Lloyd’s prison frame contextualizes the events of the play, giving the audience a foothold in an otherwise alien environment. In the St. Ann’s program, Walter says:

It’s important to say that we’re very careful to balance the Shakespeare with the prison. If they don’t overlap then we don’t make it work. It’s only where the prison metaphor releases the plays, and the plays throw light on our society by looking at the people at the bottom of it, that the Trilogy has its power.

Walter highlights the collaborative creativity of the production, which finds its purpose in lifting up the narratives of those whose stories are not often told. The Trilogy supports this vision on multiple levels: told through the eyes of prisoners and based on real people, the prisoner-actors illuminate the realities and indignities of life in captivity. On another level, the actors themselves have the opportunity to represent the intricacies of gender and femininity.

Brantley remarks on the sterile nature of the set, which was more than compensated for by rich lighting and sound effects (The New York Times). In practice, these effects obscured the of the setting. Lloyd seemed to stretch herself between putting on a show that was both critical of modern-day’s dependence on gender and an entertaining spectacle for today’s audiences. Certainly, the two can coexist in one production, but when the lines between the realism of the frame and the creative needs of the production are blurred, some clarity is lost.

======

**Job 1**: Please echo the review from "It’s important to" to "gender and femininity.", both ends included.
**Job 2**:
Answer these questions from the review:
(a) In which program does Walter's quoted statement appear?
(b) According to Walter, which people does the Trilogy look at to throw light on society?
(c) What does Brantley say more than compensated for the sterile set?

======

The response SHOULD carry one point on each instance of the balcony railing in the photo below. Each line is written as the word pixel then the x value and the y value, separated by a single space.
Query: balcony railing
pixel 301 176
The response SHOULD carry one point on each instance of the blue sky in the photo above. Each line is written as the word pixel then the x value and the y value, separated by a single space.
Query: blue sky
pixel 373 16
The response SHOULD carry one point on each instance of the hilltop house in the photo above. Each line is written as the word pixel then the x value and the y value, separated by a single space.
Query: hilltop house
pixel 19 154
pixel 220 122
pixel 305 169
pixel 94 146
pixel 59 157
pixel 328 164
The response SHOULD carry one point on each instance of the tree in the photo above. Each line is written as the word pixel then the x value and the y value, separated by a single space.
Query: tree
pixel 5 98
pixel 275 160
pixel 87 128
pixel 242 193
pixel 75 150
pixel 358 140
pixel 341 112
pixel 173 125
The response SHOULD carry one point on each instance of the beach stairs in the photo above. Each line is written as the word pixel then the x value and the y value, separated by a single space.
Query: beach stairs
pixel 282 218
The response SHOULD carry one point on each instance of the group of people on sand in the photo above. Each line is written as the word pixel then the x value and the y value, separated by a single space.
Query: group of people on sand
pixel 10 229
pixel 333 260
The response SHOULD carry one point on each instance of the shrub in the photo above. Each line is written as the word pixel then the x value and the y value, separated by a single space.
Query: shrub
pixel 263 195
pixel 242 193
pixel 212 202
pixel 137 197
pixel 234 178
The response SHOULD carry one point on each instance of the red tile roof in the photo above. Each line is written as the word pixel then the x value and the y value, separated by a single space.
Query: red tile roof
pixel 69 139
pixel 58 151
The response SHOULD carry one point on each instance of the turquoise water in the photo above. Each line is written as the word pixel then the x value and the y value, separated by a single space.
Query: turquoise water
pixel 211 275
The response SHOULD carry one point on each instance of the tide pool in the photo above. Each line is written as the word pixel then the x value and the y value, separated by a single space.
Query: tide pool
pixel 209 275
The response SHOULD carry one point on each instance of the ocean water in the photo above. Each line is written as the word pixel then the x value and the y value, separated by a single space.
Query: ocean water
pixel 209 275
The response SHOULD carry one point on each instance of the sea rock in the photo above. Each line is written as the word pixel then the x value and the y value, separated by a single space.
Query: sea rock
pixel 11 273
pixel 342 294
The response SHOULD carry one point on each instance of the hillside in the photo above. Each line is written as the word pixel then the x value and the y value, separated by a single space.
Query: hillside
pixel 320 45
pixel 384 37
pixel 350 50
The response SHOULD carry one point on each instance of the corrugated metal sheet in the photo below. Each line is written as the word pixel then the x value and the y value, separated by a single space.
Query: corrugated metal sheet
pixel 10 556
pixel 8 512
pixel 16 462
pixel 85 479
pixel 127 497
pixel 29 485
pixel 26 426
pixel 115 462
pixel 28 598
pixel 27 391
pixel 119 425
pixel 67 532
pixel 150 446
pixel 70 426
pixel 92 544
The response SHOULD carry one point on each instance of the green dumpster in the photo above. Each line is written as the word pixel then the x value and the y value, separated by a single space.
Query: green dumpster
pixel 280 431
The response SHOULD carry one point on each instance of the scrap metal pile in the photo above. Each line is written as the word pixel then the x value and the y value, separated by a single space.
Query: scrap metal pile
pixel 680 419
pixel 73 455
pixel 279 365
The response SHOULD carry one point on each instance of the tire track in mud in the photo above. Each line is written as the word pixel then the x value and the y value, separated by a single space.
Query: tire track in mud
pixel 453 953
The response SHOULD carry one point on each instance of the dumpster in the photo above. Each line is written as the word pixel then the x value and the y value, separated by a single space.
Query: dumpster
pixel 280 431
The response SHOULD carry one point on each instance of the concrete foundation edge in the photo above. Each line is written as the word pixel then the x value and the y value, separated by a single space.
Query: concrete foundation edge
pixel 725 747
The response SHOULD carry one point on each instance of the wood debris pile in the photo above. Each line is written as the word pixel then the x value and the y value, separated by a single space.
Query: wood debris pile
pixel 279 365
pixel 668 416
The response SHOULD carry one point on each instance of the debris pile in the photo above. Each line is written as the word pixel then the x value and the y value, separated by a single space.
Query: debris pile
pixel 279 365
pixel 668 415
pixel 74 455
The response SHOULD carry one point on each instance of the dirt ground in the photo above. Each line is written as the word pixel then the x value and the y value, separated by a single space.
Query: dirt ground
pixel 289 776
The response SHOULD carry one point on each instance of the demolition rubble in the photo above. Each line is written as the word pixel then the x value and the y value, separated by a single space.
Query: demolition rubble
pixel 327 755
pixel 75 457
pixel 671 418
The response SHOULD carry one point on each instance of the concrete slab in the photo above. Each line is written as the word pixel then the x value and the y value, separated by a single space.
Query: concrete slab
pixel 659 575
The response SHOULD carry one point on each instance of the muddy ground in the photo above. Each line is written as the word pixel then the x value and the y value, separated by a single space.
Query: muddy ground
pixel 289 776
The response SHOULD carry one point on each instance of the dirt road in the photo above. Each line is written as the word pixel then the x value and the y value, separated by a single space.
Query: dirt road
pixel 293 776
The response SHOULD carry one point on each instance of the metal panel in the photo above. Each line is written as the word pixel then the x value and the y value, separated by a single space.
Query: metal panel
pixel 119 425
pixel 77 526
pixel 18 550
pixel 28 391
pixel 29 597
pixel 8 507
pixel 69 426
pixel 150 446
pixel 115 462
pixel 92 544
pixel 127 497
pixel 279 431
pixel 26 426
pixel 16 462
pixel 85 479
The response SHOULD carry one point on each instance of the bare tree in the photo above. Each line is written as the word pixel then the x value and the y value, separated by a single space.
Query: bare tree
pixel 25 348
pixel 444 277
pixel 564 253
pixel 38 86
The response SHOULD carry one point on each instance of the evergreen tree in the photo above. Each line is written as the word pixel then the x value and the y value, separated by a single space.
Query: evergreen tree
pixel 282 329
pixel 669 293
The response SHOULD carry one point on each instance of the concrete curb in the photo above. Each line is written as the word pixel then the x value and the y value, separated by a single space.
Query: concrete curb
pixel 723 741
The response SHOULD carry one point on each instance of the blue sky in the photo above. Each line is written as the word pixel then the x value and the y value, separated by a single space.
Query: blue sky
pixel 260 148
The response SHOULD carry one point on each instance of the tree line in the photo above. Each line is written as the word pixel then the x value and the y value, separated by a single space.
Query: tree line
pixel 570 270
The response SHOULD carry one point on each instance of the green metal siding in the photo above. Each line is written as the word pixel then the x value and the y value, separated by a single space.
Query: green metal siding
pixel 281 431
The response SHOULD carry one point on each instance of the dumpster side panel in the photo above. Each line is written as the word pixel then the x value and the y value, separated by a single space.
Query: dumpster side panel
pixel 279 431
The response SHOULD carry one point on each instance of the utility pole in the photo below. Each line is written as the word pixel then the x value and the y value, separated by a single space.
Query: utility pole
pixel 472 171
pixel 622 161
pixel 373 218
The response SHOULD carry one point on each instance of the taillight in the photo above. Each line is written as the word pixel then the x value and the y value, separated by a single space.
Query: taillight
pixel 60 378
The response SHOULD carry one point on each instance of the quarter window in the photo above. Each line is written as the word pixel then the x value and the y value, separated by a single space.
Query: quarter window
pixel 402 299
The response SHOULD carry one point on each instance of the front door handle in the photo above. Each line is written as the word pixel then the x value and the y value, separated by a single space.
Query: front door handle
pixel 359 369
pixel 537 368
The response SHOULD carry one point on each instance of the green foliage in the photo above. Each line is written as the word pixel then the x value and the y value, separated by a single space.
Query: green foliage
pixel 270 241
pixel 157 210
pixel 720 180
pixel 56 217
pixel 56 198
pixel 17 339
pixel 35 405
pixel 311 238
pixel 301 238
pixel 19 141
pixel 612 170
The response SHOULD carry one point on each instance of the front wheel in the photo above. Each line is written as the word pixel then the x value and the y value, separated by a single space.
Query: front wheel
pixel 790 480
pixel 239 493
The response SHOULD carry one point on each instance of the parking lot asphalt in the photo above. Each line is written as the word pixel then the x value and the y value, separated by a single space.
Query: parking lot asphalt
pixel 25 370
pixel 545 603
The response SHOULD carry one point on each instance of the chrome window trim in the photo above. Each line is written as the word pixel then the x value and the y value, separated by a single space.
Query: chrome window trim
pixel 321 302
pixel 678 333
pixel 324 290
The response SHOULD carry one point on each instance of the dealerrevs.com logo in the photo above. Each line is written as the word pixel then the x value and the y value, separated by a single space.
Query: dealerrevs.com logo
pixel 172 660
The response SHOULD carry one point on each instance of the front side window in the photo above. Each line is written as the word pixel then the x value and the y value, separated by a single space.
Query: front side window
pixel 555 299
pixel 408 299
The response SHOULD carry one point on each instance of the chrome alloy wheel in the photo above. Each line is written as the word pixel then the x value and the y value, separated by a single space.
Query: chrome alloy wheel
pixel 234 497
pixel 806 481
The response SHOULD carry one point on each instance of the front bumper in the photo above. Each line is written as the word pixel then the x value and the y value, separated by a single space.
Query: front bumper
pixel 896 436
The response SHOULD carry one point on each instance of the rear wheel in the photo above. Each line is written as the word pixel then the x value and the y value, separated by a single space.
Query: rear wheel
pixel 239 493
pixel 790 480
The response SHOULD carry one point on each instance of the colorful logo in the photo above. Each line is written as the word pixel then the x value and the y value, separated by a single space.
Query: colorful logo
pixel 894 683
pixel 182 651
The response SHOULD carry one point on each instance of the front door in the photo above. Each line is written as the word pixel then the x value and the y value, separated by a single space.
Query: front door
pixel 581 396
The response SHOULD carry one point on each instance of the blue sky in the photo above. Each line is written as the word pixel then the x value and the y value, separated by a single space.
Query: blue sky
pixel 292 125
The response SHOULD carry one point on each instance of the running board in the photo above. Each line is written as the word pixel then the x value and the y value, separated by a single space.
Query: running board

======

**Result 1**:
It’s important to say that we’re very careful to balance the Shakespeare with the prison. If they don’t overlap then we don’t make it work. It’s only where the prison metaphor releases the plays, and the plays throw light on our society by looking at the people at the bottom of it, that the Trilogy has its power.

Walter highlights the collaborative creativity of the production, which finds its purpose in lifting up the narratives of those whose stories are not often told. The Trilogy supports this vision on multiple levels: told through the eyes of prisoners and based on real people, the prisoner-actors illuminate the realities and indignities of life in captivity. On another level, the actors themselves have the opportunity to represent the intricacies of gender and femininity.

**Result 2**:
(a) The St. Ann's program.
(b) The people at the bottom of society.
(c) Rich lighting and sound effects.